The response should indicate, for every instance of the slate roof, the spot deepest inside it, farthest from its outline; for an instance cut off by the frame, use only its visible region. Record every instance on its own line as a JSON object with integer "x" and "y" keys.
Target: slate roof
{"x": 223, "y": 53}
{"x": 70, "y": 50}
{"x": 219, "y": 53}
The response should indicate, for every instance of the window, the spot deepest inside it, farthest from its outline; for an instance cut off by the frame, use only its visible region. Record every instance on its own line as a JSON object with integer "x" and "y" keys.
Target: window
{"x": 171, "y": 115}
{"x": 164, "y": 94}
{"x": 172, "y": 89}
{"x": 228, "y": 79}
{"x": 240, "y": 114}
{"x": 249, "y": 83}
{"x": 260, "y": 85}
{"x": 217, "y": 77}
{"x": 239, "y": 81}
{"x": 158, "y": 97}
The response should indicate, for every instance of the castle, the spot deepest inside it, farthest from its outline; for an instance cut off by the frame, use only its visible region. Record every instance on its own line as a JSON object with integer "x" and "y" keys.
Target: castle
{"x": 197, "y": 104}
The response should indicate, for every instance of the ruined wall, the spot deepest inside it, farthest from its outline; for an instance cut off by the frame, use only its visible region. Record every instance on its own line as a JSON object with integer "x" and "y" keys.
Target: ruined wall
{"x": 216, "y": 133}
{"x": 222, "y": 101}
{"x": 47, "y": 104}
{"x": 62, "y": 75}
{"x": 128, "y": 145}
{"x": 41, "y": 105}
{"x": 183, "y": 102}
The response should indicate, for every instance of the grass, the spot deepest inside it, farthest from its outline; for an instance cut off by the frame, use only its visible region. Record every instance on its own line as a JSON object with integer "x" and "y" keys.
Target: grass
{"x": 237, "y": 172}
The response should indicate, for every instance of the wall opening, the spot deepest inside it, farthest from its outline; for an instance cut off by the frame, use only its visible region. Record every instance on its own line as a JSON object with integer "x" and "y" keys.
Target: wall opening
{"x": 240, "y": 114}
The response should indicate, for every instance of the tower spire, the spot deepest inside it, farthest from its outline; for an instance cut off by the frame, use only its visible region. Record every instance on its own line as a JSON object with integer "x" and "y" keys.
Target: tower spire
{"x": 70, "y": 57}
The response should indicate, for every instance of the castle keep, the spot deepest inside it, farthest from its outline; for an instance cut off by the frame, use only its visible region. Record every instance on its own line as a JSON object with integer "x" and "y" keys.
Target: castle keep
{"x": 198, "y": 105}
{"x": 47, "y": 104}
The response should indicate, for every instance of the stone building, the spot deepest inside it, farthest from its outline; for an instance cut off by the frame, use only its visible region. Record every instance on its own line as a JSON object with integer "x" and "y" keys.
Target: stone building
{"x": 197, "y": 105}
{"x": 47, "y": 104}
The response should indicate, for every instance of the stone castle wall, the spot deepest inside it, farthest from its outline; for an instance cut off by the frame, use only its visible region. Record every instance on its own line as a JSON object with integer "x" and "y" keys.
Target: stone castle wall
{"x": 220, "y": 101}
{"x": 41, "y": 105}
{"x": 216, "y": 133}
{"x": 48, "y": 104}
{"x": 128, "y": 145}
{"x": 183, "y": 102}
★ ★ ★
• _Description of the task_
Each line from the one with "the stone castle" to the end of the material should be duplicated exactly, and no other line.

• _Final answer_
The response should indicate, for every instance of the stone castle wall, the spot deepest inside it, farthest from its outline; for an instance cut off by the frame, use only its visible region. Record every instance on its own line as a JSON object with integer "x" and "y" keys.
Target: stone castle wall
{"x": 220, "y": 101}
{"x": 41, "y": 105}
{"x": 216, "y": 133}
{"x": 48, "y": 104}
{"x": 128, "y": 145}
{"x": 183, "y": 102}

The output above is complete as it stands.